* [WORK TO COMPLETE]: Please continue the forum thread on the change in Shell tanker funnel colors from the point where it ends, adding to that thread rather than to the material that follows it.

# When and why did Shell change their funnel colours?



## clydesiderman (Nov 28, 2004)

Shell tankers in the 1950s had buff funnels with the red shell sign. Then, sometime, the colours were reversed to red funnels with a yellow shell sign. When and why did the change take place?
Douglas.


----------



## tunatownshipwreck (Nov 9, 2005)

I've noticed that too and I don't know why, but I can tell you the Shell emblem in use in the US has always been a yellow shell on a red background.


----------



## zelo1954 (Apr 5, 2005)

All I can say is that the red shell on yellow looked considerably better than the later version


----------



## Jim MacIntyre (Mar 11, 2006)

I recall the colours were changed when I was on the 'Axina' and according to my discharge book that was between April and July of 1964. No idea why the change was made...


----------



## John Gurton (Apr 10, 2006)

Following the Exxon Valdez grounding all the major oil companies removed obvious corporate branding from their ships. Shell reverted to the yellow funnel and black top without the "corporate" shell. Texaco, Amoco, Chevron, Mobil, BP etc all followed suit and the identifying logos disappeared. The last thing the oil majors wanted to see was their logo emblazoned across the press on a ship wallowing in an oily sea !


----------



## Pat Thompson (Jan 25, 2006)

Greetings,

I have no idea why Shell would change their funnel colours but I suspect a "Management Initiative"....nuff sed

Aye

Pat Thompson

You can't get enough photos of "O'Boats"

* [SUPPLIED MATERIAL]:

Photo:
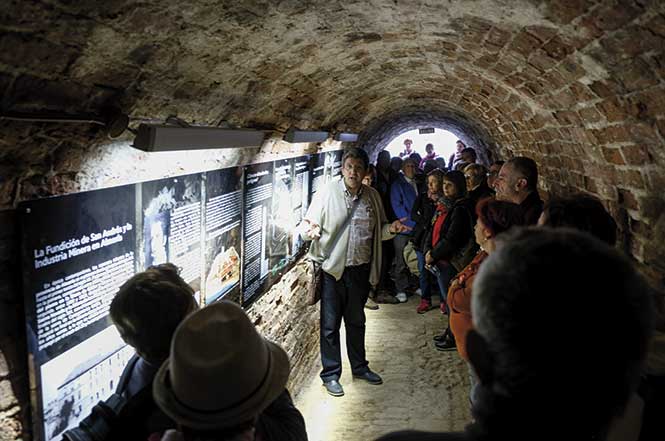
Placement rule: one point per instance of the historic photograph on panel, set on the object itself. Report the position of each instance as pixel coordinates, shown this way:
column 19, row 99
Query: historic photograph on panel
column 223, row 212
column 299, row 200
column 280, row 217
column 71, row 271
column 76, row 380
column 257, row 205
column 172, row 225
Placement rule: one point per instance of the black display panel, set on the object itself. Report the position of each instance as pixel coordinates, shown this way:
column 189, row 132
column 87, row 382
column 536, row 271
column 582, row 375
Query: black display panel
column 223, row 214
column 257, row 205
column 318, row 172
column 230, row 231
column 77, row 250
column 280, row 217
column 172, row 225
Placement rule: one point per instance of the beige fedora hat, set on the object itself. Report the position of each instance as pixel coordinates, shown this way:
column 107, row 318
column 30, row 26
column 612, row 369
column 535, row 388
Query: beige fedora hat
column 221, row 372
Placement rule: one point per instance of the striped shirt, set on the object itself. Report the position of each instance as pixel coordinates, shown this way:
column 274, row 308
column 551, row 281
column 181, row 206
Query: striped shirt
column 361, row 229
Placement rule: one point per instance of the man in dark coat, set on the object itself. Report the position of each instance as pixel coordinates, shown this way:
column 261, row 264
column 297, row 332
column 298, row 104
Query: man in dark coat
column 518, row 183
column 528, row 390
column 476, row 184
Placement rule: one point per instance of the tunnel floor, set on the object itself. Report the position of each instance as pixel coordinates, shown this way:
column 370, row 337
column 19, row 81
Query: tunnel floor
column 423, row 388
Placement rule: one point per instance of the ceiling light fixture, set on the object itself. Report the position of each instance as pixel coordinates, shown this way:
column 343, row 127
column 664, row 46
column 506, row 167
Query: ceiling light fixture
column 166, row 138
column 295, row 136
column 346, row 137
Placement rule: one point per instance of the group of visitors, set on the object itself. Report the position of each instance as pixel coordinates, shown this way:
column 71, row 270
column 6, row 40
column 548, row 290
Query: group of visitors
column 513, row 293
column 553, row 322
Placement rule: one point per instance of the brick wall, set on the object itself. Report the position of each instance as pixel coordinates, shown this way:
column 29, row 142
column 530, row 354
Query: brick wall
column 577, row 85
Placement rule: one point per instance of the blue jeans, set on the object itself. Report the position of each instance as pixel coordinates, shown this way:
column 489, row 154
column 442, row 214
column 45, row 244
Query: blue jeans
column 344, row 299
column 444, row 273
column 424, row 277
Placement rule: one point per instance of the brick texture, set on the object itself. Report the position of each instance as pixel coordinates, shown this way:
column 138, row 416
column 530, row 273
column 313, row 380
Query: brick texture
column 577, row 85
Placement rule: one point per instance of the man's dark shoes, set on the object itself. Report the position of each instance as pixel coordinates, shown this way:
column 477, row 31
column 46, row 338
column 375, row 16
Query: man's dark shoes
column 447, row 344
column 370, row 377
column 334, row 388
column 439, row 338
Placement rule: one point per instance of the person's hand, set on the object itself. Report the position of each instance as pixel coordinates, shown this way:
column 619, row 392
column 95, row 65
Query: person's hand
column 311, row 229
column 398, row 227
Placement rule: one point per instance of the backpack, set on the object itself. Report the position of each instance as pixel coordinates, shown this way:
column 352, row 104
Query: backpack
column 104, row 416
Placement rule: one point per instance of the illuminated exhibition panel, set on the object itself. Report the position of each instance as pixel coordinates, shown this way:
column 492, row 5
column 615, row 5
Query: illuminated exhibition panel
column 231, row 232
column 223, row 213
column 77, row 251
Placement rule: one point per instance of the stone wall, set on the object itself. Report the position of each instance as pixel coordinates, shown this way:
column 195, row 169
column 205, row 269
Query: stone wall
column 578, row 85
column 281, row 314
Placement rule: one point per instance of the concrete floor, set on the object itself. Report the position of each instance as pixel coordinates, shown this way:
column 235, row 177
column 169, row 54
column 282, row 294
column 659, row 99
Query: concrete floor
column 423, row 388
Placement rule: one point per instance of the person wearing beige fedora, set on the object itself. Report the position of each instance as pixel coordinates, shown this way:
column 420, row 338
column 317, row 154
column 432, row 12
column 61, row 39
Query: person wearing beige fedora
column 158, row 291
column 224, row 381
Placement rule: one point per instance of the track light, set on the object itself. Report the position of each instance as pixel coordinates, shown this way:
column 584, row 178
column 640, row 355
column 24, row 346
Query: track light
column 294, row 136
column 164, row 138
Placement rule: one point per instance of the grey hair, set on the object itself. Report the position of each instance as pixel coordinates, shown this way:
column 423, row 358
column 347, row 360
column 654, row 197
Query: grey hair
column 542, row 287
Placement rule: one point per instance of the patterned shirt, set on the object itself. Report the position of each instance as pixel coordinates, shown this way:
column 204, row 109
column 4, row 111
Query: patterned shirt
column 361, row 229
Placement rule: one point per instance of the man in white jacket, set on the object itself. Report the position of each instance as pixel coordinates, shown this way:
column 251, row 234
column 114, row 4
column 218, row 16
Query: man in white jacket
column 350, row 263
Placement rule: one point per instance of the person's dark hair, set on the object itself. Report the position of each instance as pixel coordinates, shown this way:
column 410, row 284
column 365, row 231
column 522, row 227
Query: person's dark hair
column 499, row 216
column 416, row 157
column 458, row 179
column 583, row 212
column 384, row 153
column 518, row 296
column 526, row 167
column 149, row 306
column 430, row 165
column 438, row 174
column 356, row 153
column 396, row 163
column 470, row 151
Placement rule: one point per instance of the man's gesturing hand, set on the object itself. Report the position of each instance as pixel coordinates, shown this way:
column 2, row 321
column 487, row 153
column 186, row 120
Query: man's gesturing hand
column 398, row 227
column 312, row 230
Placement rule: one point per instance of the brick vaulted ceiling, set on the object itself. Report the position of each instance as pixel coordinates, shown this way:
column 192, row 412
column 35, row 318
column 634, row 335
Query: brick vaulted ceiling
column 575, row 84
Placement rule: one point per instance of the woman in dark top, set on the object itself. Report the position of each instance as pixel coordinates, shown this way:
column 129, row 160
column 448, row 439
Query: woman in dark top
column 451, row 233
column 422, row 213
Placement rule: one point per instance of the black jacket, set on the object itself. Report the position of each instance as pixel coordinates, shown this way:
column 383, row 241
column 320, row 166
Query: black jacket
column 455, row 233
column 383, row 186
column 532, row 207
column 480, row 192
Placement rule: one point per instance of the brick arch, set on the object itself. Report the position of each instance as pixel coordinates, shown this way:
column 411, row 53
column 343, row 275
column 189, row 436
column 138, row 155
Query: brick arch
column 379, row 133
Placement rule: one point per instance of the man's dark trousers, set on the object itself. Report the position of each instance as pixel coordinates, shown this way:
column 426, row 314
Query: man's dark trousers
column 344, row 299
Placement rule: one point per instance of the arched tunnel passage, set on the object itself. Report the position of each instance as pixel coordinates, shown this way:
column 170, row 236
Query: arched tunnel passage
column 377, row 134
column 577, row 85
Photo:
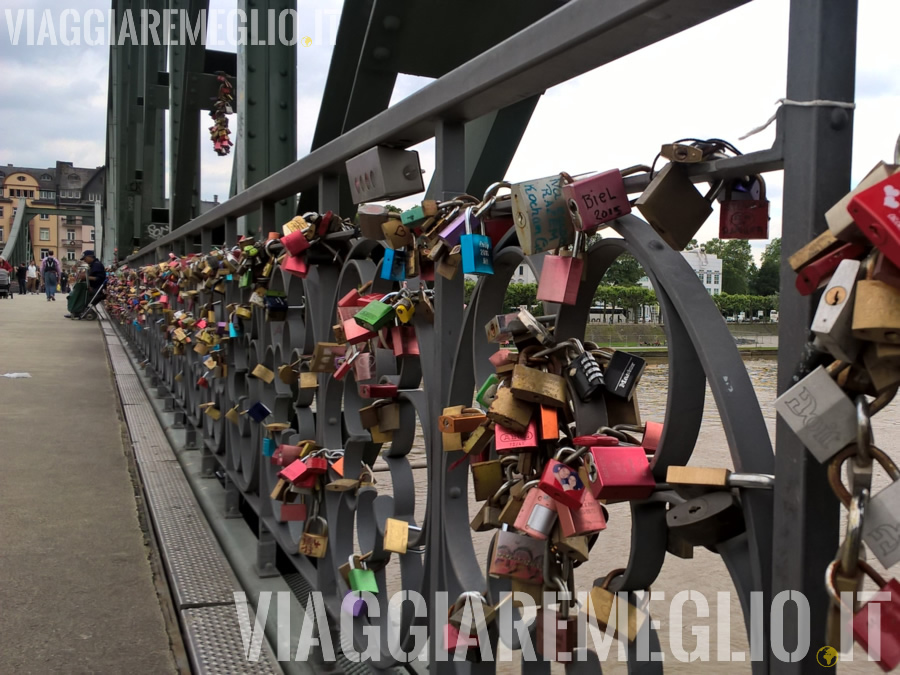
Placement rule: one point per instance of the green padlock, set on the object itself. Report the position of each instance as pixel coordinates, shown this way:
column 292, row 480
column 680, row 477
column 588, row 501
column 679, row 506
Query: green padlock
column 377, row 314
column 488, row 391
column 361, row 578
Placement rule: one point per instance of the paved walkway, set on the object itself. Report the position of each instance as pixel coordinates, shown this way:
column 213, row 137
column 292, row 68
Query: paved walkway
column 76, row 590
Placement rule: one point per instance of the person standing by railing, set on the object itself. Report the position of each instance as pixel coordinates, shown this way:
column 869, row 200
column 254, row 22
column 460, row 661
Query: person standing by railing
column 50, row 271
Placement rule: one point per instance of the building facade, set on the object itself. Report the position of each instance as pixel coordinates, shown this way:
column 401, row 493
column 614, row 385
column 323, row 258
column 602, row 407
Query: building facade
column 63, row 186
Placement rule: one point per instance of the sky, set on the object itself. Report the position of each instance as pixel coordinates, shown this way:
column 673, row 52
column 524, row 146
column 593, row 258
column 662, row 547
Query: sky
column 720, row 79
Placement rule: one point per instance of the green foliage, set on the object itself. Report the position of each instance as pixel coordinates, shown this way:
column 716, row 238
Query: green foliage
column 625, row 271
column 767, row 280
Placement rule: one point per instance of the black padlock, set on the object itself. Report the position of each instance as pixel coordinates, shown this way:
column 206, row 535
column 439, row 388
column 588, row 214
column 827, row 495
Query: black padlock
column 623, row 374
column 707, row 520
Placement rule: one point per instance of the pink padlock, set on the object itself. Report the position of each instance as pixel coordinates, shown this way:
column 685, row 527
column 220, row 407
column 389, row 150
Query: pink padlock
column 621, row 473
column 295, row 242
column 507, row 440
column 596, row 199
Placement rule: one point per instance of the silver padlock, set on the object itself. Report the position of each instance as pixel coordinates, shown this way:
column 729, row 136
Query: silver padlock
column 820, row 413
column 832, row 324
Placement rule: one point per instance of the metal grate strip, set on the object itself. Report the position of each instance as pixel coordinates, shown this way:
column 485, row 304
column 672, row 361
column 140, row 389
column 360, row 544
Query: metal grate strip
column 216, row 645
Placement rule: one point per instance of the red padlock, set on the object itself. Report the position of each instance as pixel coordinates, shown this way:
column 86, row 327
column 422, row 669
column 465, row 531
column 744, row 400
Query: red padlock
column 876, row 211
column 589, row 519
column 561, row 275
column 538, row 514
column 378, row 390
column 596, row 199
column 295, row 242
column 620, row 473
column 507, row 441
column 741, row 216
column 817, row 273
column 563, row 483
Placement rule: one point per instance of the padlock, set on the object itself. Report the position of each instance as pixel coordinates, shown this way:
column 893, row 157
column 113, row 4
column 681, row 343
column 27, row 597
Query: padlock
column 537, row 386
column 623, row 374
column 370, row 218
column 487, row 478
column 361, row 578
column 477, row 254
column 619, row 473
column 376, row 315
column 508, row 441
column 397, row 235
column 604, row 605
column 881, row 528
column 840, row 220
column 888, row 652
column 556, row 636
column 561, row 275
column 541, row 215
column 817, row 273
column 707, row 520
column 538, row 513
column 744, row 211
column 488, row 391
column 479, row 440
column 820, row 414
column 876, row 312
column 393, row 267
column 518, row 556
column 510, row 412
column 586, row 520
column 674, row 207
column 595, row 200
column 562, row 481
column 876, row 211
column 465, row 422
column 314, row 544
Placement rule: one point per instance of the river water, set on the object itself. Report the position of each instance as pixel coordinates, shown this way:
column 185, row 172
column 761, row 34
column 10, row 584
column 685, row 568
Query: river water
column 706, row 572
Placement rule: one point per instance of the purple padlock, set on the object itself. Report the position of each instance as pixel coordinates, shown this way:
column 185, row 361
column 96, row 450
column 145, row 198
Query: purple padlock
column 450, row 235
column 359, row 605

* [RESULT]:
----------



## clydesiderman (Nov 28, 2004)

*Shell colour changes*

Thanks for your replies lads. Douglas


----------



## mclean (Jul 30, 2005)

It was in 1963, that Shell started to change the colours of the fleet,s flags and funnels. Also in January of 1964, The name Shell Tankers Ltd. was seperated into two The operating company became Shell Tankers (UK) Ltd. and Shell International Marine Ltd. (SIM) was formed to carry out the day to day chartering activities and other interests not related to the actual running of the vessels. Colin


----------



## oldbosun (Jul 8, 2004)

I might be digressing a bit here, but this does apply to Shell funnels. 
When I was on the "Patella" carrying asphalt from Curacao to Perth Amboy,New Jersey, the funnel paint we had was weird stuff. You could only dip your brush in the pot and do one down stroke only. If you did an up stroke with the same brush load the paint would roll up in flakes. So you had to paint the whole stack with repetitious dip in, down stroke, dip in, down stroke. It was annoying because the natural tendency is to stroke the paint on up and down two or 3 times until you have to dip in for more paint.

There was some experimental white paint too that we had to do a section of a bulkhead and the mate would put a sticker on with a certain number.Then do another section from a different pot of paint and so on. I don't know who checked up on it for performance.

Also, just one more thing then I'll be outa here.
That asphalt cargo's fumes turned the white paint black when we were loading or discharging, but when we got out to sea in the fresh air, the paint would turn back to it's white color.


----------



## Alistair Macnab (May 13, 2008)

*White to Black*

Bos'n....

We had the same problem of new white paint turning streaky blackish-purple in the Houston Ship Channel in the 60s. You are right, it all went away when we went out into the Gulf and the fresh air.

Nowadays, the Houston Ship Channel is much cleaner.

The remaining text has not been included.